[EXERCISE BRIEF] For each line in the material below that holds "gable", copy that line.

[DATASET EXCERPTS]

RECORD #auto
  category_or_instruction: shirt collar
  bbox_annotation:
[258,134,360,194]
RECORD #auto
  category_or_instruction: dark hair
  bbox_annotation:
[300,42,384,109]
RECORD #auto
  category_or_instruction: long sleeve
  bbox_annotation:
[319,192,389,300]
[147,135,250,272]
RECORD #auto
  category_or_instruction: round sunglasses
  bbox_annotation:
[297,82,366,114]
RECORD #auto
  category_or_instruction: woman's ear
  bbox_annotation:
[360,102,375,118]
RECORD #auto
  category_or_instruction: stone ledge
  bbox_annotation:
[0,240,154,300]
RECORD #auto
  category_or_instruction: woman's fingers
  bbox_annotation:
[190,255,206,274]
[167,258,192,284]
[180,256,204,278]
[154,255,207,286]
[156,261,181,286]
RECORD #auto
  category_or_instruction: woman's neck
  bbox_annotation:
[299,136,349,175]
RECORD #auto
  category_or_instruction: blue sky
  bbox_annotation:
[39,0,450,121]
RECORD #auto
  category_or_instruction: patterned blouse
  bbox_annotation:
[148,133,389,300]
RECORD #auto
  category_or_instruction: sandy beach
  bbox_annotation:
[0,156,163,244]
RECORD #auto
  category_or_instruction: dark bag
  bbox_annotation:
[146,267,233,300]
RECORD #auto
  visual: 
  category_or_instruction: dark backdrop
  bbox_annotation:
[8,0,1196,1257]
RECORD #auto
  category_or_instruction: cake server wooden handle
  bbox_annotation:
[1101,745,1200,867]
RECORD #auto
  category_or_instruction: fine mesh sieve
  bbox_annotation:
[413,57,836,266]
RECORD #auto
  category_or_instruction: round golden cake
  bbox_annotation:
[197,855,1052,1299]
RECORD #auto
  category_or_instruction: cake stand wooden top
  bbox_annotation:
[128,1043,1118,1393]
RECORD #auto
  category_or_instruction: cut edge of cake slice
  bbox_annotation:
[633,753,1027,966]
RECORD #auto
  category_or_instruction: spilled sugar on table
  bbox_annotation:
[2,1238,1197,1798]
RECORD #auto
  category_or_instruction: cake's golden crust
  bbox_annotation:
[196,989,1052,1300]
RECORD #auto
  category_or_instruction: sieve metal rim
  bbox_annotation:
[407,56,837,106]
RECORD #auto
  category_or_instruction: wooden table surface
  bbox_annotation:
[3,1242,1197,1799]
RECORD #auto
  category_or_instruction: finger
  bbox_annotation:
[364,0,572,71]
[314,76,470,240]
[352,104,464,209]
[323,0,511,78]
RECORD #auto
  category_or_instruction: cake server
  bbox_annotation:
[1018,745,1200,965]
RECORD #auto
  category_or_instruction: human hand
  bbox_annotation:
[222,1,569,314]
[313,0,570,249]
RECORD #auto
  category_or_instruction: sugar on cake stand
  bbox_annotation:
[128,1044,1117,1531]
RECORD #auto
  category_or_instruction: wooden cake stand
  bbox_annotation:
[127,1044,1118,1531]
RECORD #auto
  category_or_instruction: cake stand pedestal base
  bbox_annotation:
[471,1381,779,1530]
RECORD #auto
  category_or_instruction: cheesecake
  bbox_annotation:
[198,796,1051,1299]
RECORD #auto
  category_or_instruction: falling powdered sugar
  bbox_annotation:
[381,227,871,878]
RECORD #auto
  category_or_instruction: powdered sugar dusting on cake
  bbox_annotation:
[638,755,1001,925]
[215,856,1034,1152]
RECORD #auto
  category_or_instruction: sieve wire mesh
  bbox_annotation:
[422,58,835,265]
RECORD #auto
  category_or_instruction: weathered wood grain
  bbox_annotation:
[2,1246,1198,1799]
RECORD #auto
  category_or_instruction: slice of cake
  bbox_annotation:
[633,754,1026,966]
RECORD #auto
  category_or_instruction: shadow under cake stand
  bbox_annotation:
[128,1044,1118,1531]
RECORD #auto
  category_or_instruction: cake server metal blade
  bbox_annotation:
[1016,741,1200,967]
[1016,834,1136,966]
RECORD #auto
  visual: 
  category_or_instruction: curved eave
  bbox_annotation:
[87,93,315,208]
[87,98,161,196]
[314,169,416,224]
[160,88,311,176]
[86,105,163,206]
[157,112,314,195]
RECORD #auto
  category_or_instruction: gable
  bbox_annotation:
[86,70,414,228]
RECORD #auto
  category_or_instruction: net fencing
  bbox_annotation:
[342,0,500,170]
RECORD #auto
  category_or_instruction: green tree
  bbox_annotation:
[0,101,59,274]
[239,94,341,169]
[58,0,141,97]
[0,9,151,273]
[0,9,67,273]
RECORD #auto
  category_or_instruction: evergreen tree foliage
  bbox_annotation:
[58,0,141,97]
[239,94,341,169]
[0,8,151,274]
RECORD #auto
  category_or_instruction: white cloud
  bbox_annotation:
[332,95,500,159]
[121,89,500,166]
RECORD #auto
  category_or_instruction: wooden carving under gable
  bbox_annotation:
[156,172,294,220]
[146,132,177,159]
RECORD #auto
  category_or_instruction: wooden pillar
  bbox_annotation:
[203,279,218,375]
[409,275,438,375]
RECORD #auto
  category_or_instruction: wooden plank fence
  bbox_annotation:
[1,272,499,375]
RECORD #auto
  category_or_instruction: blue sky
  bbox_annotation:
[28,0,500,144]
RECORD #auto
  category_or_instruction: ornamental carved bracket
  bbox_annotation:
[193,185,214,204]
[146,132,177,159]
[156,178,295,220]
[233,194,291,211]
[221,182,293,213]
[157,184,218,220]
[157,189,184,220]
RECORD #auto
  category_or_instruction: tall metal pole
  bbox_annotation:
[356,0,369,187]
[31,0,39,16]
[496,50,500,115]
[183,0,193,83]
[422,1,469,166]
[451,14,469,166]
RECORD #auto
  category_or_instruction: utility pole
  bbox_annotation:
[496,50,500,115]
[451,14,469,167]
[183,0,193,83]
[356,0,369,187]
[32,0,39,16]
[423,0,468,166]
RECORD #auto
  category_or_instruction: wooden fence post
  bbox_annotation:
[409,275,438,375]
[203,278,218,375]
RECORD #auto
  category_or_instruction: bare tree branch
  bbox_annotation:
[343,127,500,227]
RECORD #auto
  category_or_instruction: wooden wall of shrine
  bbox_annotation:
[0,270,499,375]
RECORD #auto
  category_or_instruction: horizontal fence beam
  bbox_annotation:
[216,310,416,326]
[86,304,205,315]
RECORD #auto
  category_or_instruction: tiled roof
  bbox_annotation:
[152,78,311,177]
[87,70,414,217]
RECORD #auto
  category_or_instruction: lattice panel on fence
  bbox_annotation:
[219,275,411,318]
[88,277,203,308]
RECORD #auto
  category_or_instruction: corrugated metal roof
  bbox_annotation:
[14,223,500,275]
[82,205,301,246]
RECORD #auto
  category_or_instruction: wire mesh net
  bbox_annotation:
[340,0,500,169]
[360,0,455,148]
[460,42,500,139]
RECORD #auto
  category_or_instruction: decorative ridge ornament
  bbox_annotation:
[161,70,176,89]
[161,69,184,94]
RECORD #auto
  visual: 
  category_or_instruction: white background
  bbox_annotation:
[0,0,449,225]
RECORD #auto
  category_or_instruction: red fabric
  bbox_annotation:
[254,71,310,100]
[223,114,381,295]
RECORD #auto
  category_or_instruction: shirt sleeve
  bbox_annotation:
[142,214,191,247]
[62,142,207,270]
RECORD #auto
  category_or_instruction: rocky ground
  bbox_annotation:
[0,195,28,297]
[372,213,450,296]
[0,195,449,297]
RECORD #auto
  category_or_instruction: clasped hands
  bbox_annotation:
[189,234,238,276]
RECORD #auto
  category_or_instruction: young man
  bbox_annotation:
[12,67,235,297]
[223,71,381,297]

[ANSWER TO THIS TASK]
  category_or_instruction: gable
  category_or_instruction: wooden carving under gable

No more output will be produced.